* _GOAL_
Can you quote exactly the stretch of lines from the one with "drop a point: the power line" through the final line of the material, both ends included?

* _Dataset entries_
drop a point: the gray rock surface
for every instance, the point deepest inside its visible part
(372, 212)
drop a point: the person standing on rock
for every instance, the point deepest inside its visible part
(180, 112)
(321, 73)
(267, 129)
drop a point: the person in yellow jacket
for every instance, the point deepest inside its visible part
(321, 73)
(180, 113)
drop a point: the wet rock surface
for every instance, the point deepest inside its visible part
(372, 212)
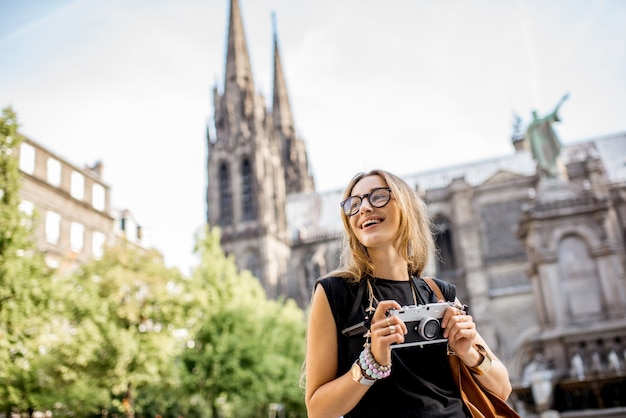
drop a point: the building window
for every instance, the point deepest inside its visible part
(247, 191)
(54, 172)
(77, 186)
(28, 209)
(77, 236)
(445, 244)
(580, 283)
(97, 244)
(53, 227)
(27, 158)
(226, 196)
(97, 197)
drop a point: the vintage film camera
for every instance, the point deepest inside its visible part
(423, 323)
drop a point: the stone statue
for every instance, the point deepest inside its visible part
(544, 143)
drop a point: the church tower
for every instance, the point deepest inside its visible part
(293, 151)
(254, 161)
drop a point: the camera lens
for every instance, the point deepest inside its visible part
(429, 328)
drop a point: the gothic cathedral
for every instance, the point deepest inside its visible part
(254, 161)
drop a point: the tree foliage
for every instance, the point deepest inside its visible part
(127, 335)
(24, 281)
(248, 350)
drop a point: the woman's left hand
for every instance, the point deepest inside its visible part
(459, 329)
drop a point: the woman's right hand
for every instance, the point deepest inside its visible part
(386, 329)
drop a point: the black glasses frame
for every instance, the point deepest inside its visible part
(346, 204)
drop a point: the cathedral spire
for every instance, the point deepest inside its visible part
(281, 109)
(238, 77)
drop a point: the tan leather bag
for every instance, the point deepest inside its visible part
(481, 402)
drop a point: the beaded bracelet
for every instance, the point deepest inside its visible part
(371, 367)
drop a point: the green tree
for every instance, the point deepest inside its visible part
(248, 350)
(142, 316)
(24, 282)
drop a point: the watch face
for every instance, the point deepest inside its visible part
(357, 374)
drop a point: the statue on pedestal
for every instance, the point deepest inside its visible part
(544, 142)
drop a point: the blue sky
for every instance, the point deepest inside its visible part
(406, 85)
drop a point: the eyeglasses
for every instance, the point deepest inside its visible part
(377, 197)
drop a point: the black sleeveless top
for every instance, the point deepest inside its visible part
(420, 384)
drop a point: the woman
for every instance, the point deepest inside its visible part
(351, 368)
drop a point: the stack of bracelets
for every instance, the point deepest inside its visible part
(371, 367)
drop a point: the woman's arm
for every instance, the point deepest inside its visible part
(326, 396)
(460, 329)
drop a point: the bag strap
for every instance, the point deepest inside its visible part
(359, 297)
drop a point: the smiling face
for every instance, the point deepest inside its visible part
(374, 227)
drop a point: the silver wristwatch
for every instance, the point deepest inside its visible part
(359, 376)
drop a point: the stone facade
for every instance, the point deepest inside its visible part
(70, 208)
(541, 264)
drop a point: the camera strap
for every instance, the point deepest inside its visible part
(363, 326)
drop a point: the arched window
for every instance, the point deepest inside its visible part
(581, 286)
(247, 191)
(444, 241)
(253, 264)
(226, 195)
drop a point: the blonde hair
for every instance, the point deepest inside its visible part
(414, 239)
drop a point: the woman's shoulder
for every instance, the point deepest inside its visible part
(448, 289)
(336, 283)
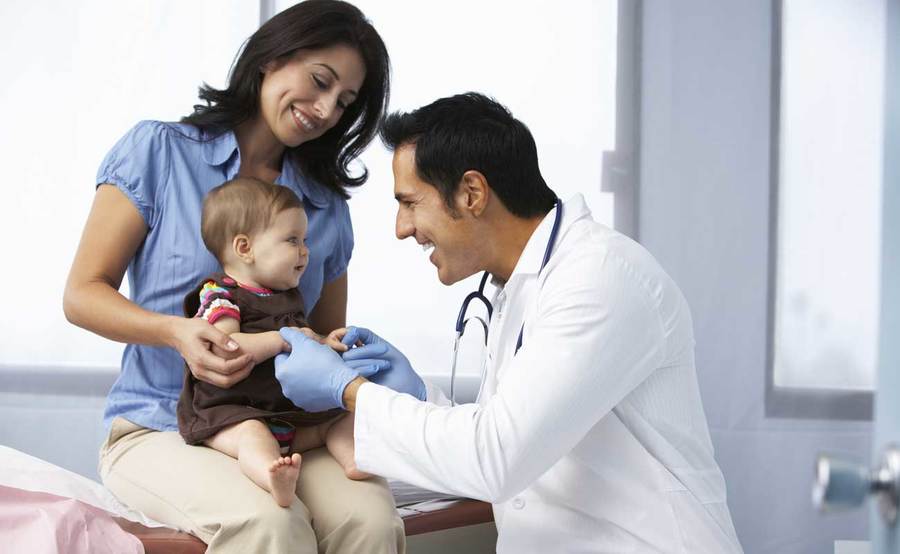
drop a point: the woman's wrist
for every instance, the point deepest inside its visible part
(164, 330)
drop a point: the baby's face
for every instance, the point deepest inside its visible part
(280, 254)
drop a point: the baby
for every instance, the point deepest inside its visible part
(257, 231)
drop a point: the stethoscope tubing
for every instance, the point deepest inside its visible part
(461, 320)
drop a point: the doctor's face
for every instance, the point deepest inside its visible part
(450, 240)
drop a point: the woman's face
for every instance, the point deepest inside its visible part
(304, 96)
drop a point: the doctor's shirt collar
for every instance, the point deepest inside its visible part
(530, 261)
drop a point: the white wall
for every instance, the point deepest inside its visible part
(704, 213)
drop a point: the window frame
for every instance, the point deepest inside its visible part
(794, 402)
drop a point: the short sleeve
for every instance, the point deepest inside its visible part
(138, 165)
(216, 303)
(337, 262)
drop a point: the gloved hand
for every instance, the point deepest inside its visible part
(399, 375)
(313, 376)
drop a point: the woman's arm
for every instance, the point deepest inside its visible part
(261, 346)
(331, 310)
(113, 233)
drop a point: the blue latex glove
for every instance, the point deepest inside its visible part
(399, 376)
(313, 376)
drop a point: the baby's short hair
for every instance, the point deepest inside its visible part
(243, 205)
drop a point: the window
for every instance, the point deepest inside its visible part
(78, 75)
(826, 239)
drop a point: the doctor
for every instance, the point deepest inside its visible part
(589, 434)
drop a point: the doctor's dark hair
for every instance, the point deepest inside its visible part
(309, 25)
(473, 132)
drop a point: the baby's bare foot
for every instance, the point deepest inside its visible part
(283, 474)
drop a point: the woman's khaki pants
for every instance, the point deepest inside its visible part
(203, 491)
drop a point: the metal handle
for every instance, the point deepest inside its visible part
(841, 484)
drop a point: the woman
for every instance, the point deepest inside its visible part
(304, 98)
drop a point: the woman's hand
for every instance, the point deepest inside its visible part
(196, 340)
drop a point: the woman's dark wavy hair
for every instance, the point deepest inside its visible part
(312, 24)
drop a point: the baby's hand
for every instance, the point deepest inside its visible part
(286, 347)
(334, 340)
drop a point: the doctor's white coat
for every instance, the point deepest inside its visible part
(592, 438)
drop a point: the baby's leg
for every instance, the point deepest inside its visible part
(259, 456)
(339, 441)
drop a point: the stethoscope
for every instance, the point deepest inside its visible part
(462, 320)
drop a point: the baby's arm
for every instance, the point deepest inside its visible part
(333, 339)
(261, 346)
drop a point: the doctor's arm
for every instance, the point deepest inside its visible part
(590, 346)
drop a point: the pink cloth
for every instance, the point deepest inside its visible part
(43, 523)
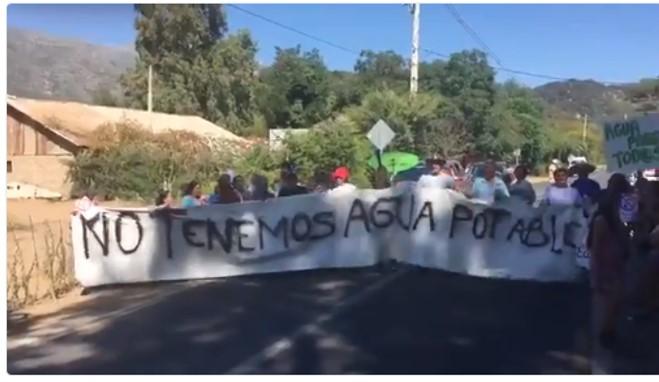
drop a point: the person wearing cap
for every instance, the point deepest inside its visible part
(553, 166)
(439, 177)
(588, 188)
(290, 186)
(341, 177)
(520, 187)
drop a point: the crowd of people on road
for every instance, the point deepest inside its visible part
(231, 188)
(623, 230)
(488, 185)
(623, 227)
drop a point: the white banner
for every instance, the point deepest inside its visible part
(427, 227)
(633, 144)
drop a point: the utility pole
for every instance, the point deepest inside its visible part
(414, 62)
(150, 95)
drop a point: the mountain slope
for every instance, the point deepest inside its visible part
(599, 101)
(40, 66)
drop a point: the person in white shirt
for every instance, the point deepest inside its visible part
(520, 187)
(489, 188)
(560, 193)
(341, 176)
(439, 177)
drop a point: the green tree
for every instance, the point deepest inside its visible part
(419, 122)
(430, 76)
(330, 144)
(196, 68)
(468, 81)
(294, 91)
(381, 70)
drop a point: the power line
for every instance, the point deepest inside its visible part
(294, 30)
(346, 49)
(524, 72)
(474, 35)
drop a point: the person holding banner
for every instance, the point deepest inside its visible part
(290, 186)
(490, 187)
(341, 177)
(192, 196)
(259, 188)
(439, 176)
(520, 187)
(588, 188)
(609, 244)
(559, 193)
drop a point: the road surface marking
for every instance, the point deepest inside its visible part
(45, 334)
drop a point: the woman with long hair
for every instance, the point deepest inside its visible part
(560, 193)
(609, 244)
(192, 196)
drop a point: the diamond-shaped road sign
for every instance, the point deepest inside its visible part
(381, 135)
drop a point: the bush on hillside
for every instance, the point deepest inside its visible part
(128, 162)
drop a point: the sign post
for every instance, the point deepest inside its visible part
(632, 144)
(380, 136)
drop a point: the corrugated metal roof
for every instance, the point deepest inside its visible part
(77, 121)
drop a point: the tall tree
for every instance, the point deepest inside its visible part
(295, 89)
(196, 68)
(382, 70)
(468, 81)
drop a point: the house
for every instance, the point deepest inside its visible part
(43, 136)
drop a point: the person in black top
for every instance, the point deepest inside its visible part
(290, 186)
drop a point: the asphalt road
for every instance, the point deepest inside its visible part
(405, 320)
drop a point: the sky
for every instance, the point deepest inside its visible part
(609, 43)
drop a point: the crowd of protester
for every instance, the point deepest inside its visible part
(232, 188)
(624, 226)
(489, 186)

* _FULL ANSWER_
drop a point: the power line
for every instance, the point deepest inside its visible part
(294, 30)
(346, 49)
(524, 72)
(474, 35)
drop a point: the person holding banner
for every instance, the point deepest inside its visible part
(290, 186)
(490, 187)
(341, 177)
(192, 196)
(259, 188)
(439, 176)
(520, 187)
(588, 188)
(609, 244)
(559, 193)
drop a point: the road surface marking
for every instance, the point deepest inside its visible part
(45, 334)
drop a point: the woman with long hair
for every instance, the point deepest inside its visible part
(560, 193)
(609, 244)
(192, 196)
drop a point: the diamond-shaped road sign
for every instance, the point deepest inside its visible part
(381, 135)
drop a point: the bush on hillside
for every instance, the point deepest inside its visible part
(128, 162)
drop a point: the sign post
for every instance, the point deepest inside its visible part
(632, 144)
(380, 136)
drop a point: the corrugated metal roof
for every instance, the point deepest inside its visible part
(77, 121)
drop a point: the tall tree
for every instance, the point deepest inside its visible part
(295, 89)
(196, 68)
(382, 70)
(468, 81)
drop a point: the house
for every instance, the point deepest inside its visible part
(43, 136)
drop a point: the person in black top
for every instance, the point deepest inside its visible part
(290, 186)
drop a point: the asphalt road
for every instance, the point deepest inside its visible part
(405, 320)
drop a point: the sky
for every instance, the point deepest inside its visible part
(609, 43)
drop a point: the crowd of protester
for every instance, the point deepest inside its visible part
(232, 188)
(624, 226)
(489, 186)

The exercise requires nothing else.